#### About this task:
Nothing in the records should be changed in the copy, though the pictures must be left out.

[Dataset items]
========================================================================
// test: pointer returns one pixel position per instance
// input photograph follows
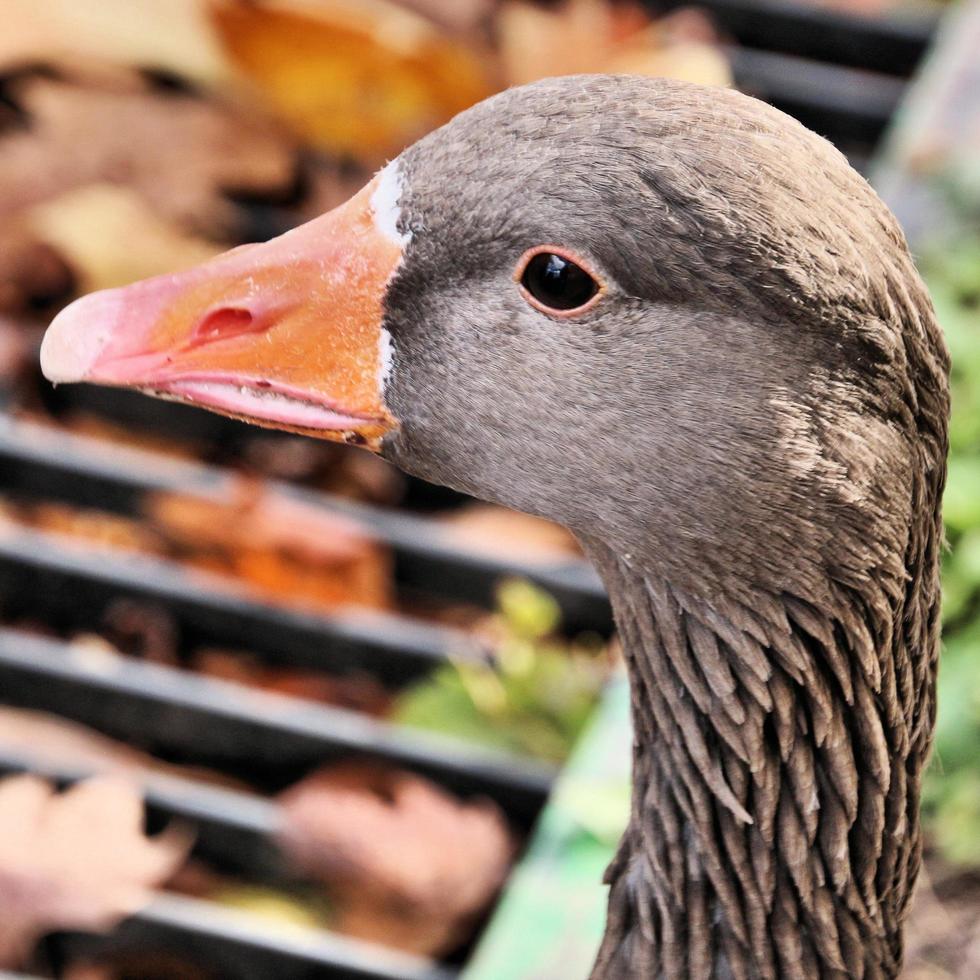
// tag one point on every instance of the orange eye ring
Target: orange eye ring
(563, 273)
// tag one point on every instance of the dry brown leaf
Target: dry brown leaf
(111, 236)
(358, 79)
(77, 859)
(179, 149)
(33, 275)
(459, 16)
(405, 863)
(596, 36)
(280, 545)
(172, 34)
(507, 534)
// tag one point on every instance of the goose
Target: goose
(675, 321)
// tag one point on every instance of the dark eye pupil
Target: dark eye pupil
(557, 282)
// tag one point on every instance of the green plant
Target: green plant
(952, 792)
(533, 697)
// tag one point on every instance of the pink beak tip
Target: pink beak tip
(77, 336)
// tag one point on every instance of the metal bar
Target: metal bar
(268, 740)
(42, 462)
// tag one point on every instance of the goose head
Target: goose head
(675, 321)
(637, 307)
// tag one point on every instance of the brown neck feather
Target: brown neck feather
(777, 758)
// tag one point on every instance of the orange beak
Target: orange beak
(286, 334)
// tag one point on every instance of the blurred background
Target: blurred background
(268, 708)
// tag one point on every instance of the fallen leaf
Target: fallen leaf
(596, 36)
(492, 530)
(279, 544)
(361, 80)
(404, 862)
(74, 860)
(181, 149)
(111, 236)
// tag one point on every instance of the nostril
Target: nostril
(228, 321)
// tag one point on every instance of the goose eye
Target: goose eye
(557, 283)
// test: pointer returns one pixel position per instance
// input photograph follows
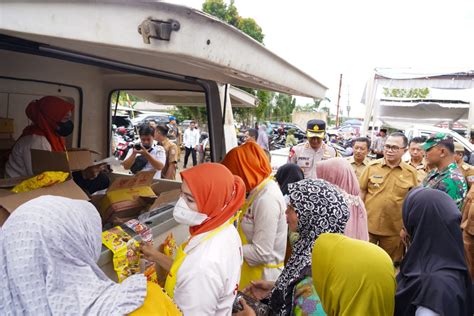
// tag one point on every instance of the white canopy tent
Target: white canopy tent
(454, 101)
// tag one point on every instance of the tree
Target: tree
(414, 93)
(230, 14)
(216, 8)
(251, 28)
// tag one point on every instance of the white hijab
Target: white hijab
(48, 252)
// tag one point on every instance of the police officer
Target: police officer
(466, 169)
(313, 150)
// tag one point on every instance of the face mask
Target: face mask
(184, 215)
(65, 128)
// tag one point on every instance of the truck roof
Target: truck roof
(192, 43)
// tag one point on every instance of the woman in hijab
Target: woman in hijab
(262, 139)
(262, 226)
(50, 123)
(287, 174)
(339, 172)
(205, 273)
(353, 277)
(48, 252)
(315, 207)
(433, 278)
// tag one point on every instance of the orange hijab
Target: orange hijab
(218, 194)
(249, 162)
(45, 114)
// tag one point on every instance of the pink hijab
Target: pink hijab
(339, 171)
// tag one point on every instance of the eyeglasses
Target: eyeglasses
(393, 147)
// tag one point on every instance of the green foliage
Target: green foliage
(125, 99)
(230, 14)
(251, 28)
(215, 7)
(414, 93)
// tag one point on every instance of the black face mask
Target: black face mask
(65, 128)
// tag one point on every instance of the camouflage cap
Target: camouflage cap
(435, 139)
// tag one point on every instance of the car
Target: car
(159, 118)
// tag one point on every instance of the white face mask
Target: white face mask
(186, 216)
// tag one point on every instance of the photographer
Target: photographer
(145, 156)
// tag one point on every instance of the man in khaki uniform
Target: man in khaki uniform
(466, 169)
(359, 160)
(417, 158)
(306, 155)
(171, 149)
(384, 184)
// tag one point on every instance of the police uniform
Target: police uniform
(305, 156)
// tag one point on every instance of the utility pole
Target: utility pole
(338, 100)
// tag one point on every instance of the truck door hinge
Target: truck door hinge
(157, 29)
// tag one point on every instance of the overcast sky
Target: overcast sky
(352, 37)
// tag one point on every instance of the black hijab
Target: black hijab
========================================================================
#### Reply:
// test: pointer returns one pixel position per instance
// input photograph follows
// tag one point on every instance of the orange eye ring
Target: orange eye ring
(563, 273)
// tag one point on every instance of the dry brown leaf
Target: dry brown leaf
(111, 236)
(358, 79)
(77, 859)
(179, 149)
(33, 275)
(459, 16)
(405, 863)
(596, 36)
(280, 545)
(172, 34)
(507, 534)
// tag one point on every instance of the goose
Target: goose
(675, 321)
// tag one point on every instance of the dark eye pupil
Target: dark eye pupil
(557, 282)
// tag one point on every instance of the green plant
Target: green plant
(952, 792)
(533, 697)
// tag one point on every instance of the pink beak tip
Target: pink beak tip
(77, 336)
// tag one point on every instance of the metal bar
Target: metal bar
(268, 740)
(42, 462)
// tag one point on every instance of the goose head
Target: goose head
(675, 321)
(637, 307)
// tag one point on every instance of the brown neck feather
Target: brown neck feather
(777, 758)
// tag one point on every instance of the orange beak
Target: orange beak
(286, 334)
// tag one point on every instance of the blurred background
Target: blurred background
(268, 708)
// tag one point on every instance of the fallen leaf
Target: fallen leaf
(596, 36)
(492, 530)
(279, 544)
(361, 80)
(404, 862)
(74, 860)
(181, 149)
(111, 236)
// tag one point on every instance of the nostril
Target: nostril
(228, 321)
// tag one point on every instance of the goose eye
Target: goose eye
(557, 283)
// test: pointer returns one pixel position per instance
// input photograph follows
// tag one point on every instance of the white canopy tent
Target: white canopy tent
(454, 101)
// tag one point on every instance of the tree
Target: tree
(414, 93)
(230, 14)
(216, 8)
(251, 28)
// tag one point on every instance of the white hijab
Target: white hijab
(48, 252)
// tag one point on every instance of the police officer
Target: police officer
(466, 169)
(313, 150)
// tag one point on every instance of the face mask
Target: face mask
(184, 215)
(65, 128)
// tag one point on every instance of the truck roof
Target: truck roof
(192, 43)
// tag one point on every instance of the woman in hijab
Target: woman in hijab
(262, 139)
(262, 226)
(50, 123)
(287, 174)
(339, 172)
(205, 273)
(353, 277)
(48, 252)
(315, 207)
(433, 278)
// tag one point on every instance of the orange hijab
Target: orange hijab
(218, 194)
(249, 162)
(45, 114)
// tag one point on every instance of the pink hijab
Target: pink hijab
(339, 171)
// tag one point on every instance of the eyeglasses
Target: eyeglasses
(393, 147)
// tag one point on every instance of the green foliage
Target: green foliage
(125, 99)
(230, 14)
(251, 28)
(215, 7)
(414, 93)
// tag one point on every instance of the black face mask
Target: black face mask
(65, 128)
// tag one point on every instance of the camouflage cap
Target: camouflage cap
(435, 139)
// tag one point on every instance of the car
Target: car
(159, 118)
// tag one point on every instance of the white face mask
Target: white face mask
(186, 216)
// tag one point on every instance of the photographer
Target: photographer
(145, 156)
// tag one point on every instance of the man in khaki uniform
Target: man in khaki uniform
(466, 169)
(359, 160)
(417, 158)
(306, 155)
(171, 149)
(384, 184)
// tag one point on every instance of the police uniform
Target: police uniform
(305, 156)
// tag one point on every instance of the utility pole
Target: utility pole
(338, 100)
// tag one point on every instance of the truck door hinge
Target: truck door hinge
(157, 29)
// tag one point on every instance of the overcast sky
Target: overcast sky
(352, 37)
// tag one point on every instance of the black hijab
Target: black hijab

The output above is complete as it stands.